- **EXERCISE BRIEF**: Can you give back the stretch of lines from the one containing "Expected: one point per instance of the green trash" through the one containing "[[219, 161]]", changing "house window" to "garage window" and keeping everything else the same?

Start TASK DATA

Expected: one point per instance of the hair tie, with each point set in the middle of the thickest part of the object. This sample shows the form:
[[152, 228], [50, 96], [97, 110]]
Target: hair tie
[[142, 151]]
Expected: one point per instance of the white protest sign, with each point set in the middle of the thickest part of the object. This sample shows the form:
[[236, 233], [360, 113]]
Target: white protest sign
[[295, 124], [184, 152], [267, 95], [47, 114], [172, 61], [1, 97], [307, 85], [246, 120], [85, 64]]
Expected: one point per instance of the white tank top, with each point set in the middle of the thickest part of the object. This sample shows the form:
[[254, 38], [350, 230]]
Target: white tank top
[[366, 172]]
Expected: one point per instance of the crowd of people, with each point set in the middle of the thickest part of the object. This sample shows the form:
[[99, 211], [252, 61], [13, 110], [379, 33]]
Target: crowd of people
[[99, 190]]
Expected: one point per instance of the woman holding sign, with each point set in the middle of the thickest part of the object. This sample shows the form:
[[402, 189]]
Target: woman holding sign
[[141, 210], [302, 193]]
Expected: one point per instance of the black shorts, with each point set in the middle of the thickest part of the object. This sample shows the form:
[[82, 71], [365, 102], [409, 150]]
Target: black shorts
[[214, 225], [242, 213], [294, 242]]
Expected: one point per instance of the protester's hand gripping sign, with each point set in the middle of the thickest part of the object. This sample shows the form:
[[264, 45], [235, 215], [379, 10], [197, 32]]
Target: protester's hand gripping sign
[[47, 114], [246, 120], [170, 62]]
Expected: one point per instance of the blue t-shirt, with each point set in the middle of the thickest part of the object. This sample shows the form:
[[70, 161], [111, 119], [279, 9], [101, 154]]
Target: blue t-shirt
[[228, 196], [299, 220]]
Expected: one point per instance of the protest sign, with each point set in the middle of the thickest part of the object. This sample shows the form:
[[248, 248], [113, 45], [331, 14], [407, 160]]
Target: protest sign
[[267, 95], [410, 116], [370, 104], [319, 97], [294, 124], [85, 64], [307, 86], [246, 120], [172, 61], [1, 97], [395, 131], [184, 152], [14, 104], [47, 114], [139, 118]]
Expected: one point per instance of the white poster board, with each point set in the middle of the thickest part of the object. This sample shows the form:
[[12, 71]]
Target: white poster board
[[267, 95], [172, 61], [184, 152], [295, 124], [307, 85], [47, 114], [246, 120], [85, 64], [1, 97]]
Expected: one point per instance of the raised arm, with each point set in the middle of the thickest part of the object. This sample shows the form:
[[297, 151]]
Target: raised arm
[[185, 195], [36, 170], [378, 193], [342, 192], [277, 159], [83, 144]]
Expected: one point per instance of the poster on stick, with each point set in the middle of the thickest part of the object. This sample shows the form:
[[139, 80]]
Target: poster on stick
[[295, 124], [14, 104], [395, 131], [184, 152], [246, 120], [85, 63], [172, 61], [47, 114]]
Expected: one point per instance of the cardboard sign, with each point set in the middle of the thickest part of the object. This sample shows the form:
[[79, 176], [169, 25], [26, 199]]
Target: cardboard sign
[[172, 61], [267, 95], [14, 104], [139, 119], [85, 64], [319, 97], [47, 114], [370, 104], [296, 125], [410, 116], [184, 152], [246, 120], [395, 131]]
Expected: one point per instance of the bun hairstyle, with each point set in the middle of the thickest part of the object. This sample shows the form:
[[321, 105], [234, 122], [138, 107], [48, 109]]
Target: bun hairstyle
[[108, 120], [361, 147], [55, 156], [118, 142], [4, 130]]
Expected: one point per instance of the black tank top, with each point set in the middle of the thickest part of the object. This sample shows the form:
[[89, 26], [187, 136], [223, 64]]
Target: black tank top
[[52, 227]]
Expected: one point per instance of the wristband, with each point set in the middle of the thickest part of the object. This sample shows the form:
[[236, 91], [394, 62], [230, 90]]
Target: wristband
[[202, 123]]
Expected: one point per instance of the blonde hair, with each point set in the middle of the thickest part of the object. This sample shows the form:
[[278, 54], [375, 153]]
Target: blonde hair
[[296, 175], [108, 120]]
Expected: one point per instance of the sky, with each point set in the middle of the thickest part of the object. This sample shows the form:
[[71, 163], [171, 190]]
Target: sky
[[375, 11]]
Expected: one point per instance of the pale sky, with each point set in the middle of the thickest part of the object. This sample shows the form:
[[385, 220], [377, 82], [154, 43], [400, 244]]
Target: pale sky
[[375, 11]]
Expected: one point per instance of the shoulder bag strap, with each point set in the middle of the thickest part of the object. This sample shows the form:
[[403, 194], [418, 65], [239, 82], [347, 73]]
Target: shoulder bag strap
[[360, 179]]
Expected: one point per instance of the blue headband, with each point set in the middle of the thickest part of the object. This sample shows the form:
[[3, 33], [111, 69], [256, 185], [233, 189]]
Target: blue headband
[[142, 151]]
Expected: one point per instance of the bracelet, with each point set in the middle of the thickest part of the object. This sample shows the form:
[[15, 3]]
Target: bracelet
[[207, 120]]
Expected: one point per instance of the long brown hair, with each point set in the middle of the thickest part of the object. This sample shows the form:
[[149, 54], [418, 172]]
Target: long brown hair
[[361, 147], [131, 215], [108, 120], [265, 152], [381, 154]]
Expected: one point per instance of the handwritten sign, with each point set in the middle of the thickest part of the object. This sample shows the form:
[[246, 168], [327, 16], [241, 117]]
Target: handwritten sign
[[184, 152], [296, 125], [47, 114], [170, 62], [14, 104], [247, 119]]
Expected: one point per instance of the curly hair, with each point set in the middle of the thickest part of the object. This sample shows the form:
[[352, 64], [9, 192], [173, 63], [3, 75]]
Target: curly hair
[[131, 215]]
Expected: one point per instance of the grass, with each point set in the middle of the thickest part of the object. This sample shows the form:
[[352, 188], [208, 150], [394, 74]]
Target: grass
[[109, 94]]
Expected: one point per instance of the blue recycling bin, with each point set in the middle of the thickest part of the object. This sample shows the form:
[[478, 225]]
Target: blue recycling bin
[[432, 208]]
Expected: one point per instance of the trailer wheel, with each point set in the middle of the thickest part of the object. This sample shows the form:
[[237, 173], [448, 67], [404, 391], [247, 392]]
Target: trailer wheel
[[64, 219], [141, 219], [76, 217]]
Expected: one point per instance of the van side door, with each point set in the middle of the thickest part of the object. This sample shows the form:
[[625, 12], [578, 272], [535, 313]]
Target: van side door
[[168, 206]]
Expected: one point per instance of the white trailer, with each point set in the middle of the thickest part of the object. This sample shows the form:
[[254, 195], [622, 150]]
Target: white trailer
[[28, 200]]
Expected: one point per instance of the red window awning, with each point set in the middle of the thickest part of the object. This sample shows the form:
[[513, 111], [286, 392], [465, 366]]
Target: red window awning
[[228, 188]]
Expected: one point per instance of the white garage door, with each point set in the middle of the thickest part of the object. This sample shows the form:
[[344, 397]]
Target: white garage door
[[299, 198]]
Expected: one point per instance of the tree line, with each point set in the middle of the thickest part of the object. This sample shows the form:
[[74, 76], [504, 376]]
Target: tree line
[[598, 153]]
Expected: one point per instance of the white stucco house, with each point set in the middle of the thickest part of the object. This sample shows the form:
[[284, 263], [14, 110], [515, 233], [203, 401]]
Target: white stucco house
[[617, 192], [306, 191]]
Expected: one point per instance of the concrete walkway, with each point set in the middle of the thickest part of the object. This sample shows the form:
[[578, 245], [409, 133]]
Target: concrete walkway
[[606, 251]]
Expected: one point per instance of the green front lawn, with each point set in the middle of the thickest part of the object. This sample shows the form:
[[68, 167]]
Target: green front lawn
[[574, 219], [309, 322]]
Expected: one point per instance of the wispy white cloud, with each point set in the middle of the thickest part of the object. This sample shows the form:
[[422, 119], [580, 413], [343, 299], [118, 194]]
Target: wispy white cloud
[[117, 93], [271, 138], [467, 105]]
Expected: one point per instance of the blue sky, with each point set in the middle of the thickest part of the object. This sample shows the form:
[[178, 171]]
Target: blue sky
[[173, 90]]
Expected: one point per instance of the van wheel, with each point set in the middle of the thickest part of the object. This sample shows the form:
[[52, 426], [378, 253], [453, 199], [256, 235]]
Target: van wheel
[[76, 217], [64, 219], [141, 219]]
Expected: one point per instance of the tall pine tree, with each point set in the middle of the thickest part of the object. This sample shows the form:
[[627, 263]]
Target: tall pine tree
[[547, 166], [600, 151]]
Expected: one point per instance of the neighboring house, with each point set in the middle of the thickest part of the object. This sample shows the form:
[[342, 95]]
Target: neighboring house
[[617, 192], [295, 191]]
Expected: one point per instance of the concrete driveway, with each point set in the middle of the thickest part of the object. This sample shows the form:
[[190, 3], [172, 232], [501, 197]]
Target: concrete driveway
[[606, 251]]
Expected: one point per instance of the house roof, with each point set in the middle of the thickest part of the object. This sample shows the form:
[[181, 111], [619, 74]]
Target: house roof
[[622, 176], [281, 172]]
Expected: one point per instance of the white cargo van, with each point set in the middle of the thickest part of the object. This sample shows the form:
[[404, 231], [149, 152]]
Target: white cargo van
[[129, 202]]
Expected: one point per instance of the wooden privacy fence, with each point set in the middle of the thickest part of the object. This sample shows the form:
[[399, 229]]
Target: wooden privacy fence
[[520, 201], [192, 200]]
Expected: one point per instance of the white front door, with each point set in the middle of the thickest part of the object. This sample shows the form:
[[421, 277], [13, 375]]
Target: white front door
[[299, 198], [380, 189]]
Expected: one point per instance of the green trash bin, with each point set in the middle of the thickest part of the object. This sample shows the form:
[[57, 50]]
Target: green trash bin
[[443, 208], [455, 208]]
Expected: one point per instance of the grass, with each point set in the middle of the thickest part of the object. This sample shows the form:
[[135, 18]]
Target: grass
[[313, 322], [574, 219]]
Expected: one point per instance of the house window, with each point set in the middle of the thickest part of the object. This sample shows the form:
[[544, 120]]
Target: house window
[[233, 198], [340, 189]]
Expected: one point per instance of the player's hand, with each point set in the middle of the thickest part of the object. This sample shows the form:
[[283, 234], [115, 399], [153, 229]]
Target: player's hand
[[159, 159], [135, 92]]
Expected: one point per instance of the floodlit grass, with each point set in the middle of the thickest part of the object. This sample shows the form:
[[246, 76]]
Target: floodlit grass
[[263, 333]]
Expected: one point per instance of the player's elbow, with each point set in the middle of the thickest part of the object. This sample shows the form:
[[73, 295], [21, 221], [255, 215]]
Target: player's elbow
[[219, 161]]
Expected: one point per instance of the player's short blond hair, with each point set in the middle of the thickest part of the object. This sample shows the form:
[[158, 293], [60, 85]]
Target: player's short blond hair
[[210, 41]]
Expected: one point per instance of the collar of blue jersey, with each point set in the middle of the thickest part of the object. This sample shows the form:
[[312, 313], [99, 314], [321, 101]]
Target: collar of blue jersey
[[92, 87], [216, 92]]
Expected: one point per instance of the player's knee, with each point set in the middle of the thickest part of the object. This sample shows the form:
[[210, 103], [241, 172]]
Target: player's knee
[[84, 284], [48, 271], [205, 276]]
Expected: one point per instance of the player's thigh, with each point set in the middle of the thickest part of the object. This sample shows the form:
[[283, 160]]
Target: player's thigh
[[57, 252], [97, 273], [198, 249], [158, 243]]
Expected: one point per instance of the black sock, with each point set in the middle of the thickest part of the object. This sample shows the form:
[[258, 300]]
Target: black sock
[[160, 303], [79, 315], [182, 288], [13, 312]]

End TASK DATA

- **PROBLEM SOLUTION**:
Expected: one point per instance of the green trash bin, with each point set in the middle of the thickest part of the object. This sample shows the form:
[[57, 50]]
Target: green trash bin
[[443, 208], [455, 208]]
Expected: one point per instance of the grass, with each point set in the middle of the thickest part of the object. This sample shows the form:
[[135, 18]]
Target: grass
[[313, 322], [574, 219]]
Expected: one point per instance of the garage window, with each point set in the middle of the thickest part of the object. This sample shows the form:
[[544, 120]]
Target: garage window
[[233, 198], [340, 189]]
Expected: one point per instance of the player's hand, with each point set in the middle of the thickest part of the object. This sample shows the form:
[[283, 234], [115, 399], [153, 229]]
Target: player's hand
[[159, 159], [135, 92]]
Expected: one point per instance of the floodlit grass, with each point set in the middle of the thickest part of the object. This sample shows the form:
[[246, 76]]
Target: floodlit grass
[[263, 333]]
Expected: one point per instance of the player's elbow, with each point set in the middle of the thickest part of the object. This sample shows the form:
[[73, 295], [21, 221], [255, 215]]
Target: player's elbow
[[219, 161]]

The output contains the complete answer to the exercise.